◆ **Source document**
============
Craft foam aka "Foamie" is a low-cost smooth plastic-foam that comes in many
colors and sizes. For more information please see
Materials 101.
Examples of how I have used craft foam and foam board foam:
Tira pendants:

Photo: Tira
skulls pendants complete above, and in progress below. Made with a
combination of Wonderflex, Paper Clay, and Craft Foam.
(click to enlarge)
Edea backpeice:

Photo: Edea back piece details carved from foam board with an Exacto
knife, then painted with gold acrylic paint.
(click to enlarge)
Sher-ra headpeice and gaunlets:

Photo: Shera
headpiece made with layers of craft foam on top of a Wonderflex base for
stability. Gauntlets made with 6mm "Foamie". Painted with gold acrlyic
paint.
(click to enlarge)
Sanding, Painting, and Finishing:
The finishing touches really make a big different in
the way your work looks in the end! Having a smooth finish is very
important!
============
◆ **Exercises to complete**
1. Reproduce the passage of the craft foam page starting with "Photo: Tira" and going on through "gold acrylic paint.".
2. Arrange the records as a numbered list, starting with their first line and going on through the line with "x=1103 y=489", leaving out any blank lines.
============
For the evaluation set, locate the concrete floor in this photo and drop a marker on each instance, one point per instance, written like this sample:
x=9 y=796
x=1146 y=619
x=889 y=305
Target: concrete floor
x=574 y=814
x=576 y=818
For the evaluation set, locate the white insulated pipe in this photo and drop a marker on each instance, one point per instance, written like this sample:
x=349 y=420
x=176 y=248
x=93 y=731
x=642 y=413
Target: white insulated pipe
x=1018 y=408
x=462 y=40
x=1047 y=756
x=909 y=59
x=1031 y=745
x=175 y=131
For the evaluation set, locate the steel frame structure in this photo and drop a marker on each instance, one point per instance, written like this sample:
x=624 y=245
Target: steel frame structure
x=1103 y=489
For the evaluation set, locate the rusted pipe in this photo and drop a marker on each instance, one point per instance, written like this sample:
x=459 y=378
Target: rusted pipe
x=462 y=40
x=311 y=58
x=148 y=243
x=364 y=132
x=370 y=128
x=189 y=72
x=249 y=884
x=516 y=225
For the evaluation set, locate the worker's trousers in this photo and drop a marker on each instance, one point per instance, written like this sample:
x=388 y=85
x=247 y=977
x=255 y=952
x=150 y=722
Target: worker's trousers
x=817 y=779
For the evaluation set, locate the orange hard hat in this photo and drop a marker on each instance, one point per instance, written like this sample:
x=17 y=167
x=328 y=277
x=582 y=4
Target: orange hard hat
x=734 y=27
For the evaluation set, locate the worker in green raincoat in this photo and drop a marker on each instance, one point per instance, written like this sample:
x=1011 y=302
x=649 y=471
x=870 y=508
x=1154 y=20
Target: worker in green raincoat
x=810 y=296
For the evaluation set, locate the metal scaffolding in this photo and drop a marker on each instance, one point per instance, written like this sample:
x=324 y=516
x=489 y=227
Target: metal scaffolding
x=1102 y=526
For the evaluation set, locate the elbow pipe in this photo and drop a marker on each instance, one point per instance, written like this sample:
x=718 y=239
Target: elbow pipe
============
◆ **Answers for the exercise**
1.
Photo: Tira
skulls pendants complete above, and in progress below. Made with a
combination of Wonderflex, Paper Clay, and Craft Foam.
(click to enlarge)
Edea backpeice:

Photo: Edea back piece details carved from foam board with an Exacto
knife, then painted with gold acrylic paint.

2.
1. For the evaluation set, locate the concrete floor in this photo and drop a marker on each instance, one point per instance, written like this sample:
2. x=9 y=796
3. x=1146 y=619
4. x=889 y=305
5. Target: concrete floor
6. x=574 y=814
7. x=576 y=818
8. For the evaluation set, locate the white insulated pipe in this photo and drop a marker on each instance, one point per instance, written like this sample:
9. x=349 y=420
10. x=176 y=248
11. x=93 y=731
12. x=642 y=413
13. Target: white insulated pipe
14. x=1018 y=408
15. x=462 y=40
16. x=1047 y=756
17. x=909 y=59
18. x=1031 y=745
19. x=175 y=131
20. For the evaluation set, locate the steel frame structure in this photo and drop a marker on each instance, one point per instance, written like this sample:
21. x=624 y=245
22. Target: steel frame structure
23. x=1103 y=489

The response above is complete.